(begin)

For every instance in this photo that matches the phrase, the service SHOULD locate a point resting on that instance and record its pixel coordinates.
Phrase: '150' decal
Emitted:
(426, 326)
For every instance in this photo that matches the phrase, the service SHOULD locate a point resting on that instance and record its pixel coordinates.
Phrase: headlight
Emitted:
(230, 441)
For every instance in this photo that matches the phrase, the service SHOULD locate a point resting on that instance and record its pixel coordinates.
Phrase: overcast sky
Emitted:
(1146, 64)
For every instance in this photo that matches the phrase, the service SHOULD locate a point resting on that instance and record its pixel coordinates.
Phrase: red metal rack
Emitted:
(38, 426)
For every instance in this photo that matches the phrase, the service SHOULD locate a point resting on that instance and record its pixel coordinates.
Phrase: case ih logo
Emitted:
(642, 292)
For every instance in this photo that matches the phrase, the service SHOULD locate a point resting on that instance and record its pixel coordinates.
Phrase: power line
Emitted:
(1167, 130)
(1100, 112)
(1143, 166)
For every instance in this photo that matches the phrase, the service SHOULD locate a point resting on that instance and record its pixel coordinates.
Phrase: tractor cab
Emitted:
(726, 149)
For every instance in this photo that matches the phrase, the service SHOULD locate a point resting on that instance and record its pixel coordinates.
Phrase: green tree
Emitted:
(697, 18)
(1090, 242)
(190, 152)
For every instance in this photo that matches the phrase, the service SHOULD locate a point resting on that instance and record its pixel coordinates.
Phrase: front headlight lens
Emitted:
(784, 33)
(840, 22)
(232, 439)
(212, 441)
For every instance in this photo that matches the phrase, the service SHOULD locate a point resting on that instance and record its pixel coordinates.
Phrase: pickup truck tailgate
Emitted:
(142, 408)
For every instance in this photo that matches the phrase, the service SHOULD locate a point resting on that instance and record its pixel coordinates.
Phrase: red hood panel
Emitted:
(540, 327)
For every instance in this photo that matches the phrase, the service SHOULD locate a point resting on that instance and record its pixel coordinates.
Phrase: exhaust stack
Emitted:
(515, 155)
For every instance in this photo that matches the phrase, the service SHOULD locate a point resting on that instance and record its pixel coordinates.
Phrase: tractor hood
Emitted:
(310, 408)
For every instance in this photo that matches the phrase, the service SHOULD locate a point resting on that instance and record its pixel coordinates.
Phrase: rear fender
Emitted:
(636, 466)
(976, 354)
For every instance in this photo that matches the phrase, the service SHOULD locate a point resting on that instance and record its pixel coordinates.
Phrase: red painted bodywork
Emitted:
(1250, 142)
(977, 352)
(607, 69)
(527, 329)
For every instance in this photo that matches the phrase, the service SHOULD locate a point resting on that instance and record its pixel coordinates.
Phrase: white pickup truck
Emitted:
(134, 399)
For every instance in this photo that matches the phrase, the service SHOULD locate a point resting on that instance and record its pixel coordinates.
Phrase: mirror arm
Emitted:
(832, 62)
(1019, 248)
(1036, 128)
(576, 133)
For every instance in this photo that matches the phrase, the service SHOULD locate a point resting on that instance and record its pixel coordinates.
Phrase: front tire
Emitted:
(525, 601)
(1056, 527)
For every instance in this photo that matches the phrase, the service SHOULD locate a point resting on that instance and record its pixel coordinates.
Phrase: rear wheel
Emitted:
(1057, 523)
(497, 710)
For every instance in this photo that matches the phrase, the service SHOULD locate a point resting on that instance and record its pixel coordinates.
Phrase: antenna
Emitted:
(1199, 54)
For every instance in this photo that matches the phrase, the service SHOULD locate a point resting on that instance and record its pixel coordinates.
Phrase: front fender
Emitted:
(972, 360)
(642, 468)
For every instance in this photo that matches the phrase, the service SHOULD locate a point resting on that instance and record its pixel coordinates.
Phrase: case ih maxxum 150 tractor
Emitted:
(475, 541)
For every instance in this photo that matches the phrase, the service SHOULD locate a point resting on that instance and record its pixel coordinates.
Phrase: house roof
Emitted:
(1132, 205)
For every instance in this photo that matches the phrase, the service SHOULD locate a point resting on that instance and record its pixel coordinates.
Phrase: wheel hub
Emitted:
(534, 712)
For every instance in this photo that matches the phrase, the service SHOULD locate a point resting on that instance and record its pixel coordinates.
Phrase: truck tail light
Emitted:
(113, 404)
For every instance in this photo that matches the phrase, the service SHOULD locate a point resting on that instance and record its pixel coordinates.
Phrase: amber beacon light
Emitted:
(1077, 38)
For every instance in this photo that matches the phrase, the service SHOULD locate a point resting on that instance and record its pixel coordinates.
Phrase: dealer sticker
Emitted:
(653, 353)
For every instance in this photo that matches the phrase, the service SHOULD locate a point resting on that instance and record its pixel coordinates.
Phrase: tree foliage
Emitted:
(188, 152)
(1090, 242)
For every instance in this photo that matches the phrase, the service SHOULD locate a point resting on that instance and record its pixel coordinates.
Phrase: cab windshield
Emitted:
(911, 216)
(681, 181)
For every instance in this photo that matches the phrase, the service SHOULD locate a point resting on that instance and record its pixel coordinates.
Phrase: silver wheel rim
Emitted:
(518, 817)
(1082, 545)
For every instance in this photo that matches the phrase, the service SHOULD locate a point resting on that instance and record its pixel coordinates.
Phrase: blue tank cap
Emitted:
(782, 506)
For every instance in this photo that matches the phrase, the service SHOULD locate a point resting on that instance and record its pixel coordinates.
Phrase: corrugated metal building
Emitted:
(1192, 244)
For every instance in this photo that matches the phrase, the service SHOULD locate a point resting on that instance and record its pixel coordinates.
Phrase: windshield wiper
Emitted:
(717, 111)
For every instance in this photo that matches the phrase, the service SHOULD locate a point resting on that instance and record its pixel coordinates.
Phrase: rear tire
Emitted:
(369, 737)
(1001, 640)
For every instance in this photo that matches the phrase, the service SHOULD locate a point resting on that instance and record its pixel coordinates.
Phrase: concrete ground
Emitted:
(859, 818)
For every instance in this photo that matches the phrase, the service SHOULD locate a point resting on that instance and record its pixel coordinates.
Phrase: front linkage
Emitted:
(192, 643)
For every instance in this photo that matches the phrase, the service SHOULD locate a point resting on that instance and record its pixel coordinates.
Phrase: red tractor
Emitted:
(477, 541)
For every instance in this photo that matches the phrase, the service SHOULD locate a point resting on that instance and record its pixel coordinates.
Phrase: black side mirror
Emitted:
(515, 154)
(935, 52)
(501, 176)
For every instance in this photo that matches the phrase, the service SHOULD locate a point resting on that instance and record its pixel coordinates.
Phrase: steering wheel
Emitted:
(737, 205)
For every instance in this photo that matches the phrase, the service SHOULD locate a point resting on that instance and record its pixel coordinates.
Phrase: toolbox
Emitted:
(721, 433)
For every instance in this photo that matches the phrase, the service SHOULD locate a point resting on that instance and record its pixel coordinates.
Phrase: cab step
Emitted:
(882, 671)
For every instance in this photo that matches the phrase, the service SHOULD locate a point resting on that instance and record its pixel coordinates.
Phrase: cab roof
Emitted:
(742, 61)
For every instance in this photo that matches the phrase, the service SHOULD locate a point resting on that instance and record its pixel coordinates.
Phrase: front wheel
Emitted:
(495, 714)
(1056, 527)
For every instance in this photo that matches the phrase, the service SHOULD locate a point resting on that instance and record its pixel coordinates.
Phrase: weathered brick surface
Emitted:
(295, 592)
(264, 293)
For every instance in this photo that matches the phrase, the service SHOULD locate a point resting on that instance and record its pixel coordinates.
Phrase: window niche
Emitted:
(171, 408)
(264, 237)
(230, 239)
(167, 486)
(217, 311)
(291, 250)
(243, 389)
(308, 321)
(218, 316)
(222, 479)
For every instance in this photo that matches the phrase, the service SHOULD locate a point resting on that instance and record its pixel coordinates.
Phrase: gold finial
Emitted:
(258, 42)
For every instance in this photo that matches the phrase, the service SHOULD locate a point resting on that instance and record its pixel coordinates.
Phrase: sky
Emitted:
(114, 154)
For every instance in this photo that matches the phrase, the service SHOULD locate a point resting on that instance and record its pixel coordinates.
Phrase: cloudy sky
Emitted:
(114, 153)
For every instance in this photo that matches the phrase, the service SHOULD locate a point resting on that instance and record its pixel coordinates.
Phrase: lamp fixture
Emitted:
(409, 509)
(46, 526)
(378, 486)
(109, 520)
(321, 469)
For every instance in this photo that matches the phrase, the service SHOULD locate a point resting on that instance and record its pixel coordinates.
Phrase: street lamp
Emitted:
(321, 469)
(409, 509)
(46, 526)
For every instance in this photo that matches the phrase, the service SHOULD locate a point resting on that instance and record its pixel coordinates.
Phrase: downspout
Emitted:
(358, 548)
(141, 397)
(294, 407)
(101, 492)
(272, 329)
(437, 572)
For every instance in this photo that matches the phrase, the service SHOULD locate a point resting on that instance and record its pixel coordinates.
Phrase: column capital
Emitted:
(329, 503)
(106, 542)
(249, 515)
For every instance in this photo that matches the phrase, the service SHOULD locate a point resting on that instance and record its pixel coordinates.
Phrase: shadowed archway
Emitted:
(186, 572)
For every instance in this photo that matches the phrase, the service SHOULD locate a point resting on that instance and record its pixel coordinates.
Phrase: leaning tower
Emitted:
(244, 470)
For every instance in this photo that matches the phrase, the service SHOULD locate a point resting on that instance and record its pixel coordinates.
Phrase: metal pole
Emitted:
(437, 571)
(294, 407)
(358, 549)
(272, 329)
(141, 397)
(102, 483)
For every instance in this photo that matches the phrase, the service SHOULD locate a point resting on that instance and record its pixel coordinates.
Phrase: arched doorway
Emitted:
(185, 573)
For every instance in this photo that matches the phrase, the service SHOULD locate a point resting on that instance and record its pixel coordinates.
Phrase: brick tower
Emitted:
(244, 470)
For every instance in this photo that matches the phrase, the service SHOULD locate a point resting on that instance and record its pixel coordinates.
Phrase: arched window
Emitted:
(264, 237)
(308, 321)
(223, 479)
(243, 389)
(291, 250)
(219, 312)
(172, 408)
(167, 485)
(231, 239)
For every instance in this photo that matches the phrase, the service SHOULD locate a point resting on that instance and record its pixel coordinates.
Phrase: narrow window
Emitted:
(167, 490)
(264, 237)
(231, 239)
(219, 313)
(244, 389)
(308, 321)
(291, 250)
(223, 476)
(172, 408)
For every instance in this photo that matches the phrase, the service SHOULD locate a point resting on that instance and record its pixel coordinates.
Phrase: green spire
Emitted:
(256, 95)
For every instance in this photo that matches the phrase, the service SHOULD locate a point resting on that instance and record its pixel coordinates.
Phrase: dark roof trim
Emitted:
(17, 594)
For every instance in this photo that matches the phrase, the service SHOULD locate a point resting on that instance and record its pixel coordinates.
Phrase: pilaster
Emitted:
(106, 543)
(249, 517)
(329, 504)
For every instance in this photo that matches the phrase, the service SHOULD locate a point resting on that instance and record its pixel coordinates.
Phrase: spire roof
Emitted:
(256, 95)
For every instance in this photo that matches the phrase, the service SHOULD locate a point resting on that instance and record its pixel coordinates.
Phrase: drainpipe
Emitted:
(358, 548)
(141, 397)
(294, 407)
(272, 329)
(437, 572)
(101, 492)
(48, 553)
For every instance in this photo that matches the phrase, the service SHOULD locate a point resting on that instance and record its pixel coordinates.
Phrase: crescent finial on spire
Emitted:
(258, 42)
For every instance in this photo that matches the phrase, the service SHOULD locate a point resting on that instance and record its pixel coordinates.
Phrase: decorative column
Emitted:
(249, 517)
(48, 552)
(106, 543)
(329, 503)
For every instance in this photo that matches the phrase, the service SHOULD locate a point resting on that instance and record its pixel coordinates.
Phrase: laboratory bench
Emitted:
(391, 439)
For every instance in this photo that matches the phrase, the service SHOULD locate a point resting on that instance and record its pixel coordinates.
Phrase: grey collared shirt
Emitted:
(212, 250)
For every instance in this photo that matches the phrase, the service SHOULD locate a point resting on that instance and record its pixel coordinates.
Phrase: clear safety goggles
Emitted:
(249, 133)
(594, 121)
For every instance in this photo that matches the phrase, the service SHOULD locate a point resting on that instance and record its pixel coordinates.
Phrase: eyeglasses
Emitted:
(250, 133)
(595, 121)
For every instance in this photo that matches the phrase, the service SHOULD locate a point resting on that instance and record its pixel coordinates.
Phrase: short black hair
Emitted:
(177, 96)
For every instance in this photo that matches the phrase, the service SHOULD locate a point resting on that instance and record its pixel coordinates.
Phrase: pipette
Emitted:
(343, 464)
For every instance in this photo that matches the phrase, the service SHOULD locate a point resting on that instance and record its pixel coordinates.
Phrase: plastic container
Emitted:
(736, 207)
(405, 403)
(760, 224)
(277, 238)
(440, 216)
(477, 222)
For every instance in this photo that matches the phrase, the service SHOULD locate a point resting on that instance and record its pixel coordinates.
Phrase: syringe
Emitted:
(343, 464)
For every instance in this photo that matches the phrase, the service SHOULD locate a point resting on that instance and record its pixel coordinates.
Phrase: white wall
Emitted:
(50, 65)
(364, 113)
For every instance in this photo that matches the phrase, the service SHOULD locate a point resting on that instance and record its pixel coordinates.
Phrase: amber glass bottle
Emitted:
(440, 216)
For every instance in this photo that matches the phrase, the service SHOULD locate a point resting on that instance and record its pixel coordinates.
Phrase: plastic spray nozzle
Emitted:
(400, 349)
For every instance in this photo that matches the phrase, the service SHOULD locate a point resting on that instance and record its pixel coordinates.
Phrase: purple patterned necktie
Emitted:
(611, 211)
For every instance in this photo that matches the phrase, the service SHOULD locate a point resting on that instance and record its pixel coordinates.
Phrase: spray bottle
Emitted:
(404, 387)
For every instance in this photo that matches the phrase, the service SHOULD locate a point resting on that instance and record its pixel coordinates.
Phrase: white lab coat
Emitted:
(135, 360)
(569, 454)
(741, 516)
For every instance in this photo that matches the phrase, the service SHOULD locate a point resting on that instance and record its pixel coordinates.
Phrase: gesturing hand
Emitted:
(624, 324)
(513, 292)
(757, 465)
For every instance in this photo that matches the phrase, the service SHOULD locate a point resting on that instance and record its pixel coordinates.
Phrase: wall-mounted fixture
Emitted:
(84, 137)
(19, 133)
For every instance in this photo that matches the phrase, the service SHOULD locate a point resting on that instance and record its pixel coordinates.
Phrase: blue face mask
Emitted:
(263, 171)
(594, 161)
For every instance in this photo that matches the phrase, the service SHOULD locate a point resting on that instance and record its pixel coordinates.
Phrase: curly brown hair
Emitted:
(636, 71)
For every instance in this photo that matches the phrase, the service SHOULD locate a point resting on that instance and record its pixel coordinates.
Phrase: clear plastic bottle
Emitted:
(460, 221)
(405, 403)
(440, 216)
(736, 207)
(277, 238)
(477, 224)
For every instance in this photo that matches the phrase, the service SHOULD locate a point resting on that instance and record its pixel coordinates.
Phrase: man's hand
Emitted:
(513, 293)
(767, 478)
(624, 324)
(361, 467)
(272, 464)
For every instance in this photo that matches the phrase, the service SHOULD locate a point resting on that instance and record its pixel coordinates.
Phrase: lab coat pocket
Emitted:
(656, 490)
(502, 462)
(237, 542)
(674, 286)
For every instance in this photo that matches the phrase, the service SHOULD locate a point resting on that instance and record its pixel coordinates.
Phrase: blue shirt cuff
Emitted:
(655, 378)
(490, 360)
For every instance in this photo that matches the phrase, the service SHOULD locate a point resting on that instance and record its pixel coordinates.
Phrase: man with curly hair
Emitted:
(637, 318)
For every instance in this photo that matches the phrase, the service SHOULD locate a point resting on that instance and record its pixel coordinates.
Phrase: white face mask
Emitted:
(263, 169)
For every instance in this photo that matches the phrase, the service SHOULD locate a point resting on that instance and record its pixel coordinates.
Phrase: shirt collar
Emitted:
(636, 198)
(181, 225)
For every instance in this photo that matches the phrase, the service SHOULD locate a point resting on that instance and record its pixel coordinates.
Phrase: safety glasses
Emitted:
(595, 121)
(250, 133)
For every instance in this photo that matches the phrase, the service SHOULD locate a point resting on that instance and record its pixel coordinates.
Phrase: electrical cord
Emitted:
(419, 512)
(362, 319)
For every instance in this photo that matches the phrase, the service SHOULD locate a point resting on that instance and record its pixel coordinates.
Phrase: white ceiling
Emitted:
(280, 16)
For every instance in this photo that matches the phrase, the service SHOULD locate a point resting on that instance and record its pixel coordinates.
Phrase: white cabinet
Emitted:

(end)

* **TASK BRIEF**: How many lines of the records above contain the word "safety"? Reply with the number alone.

* **EXERCISE SOLUTION**: 2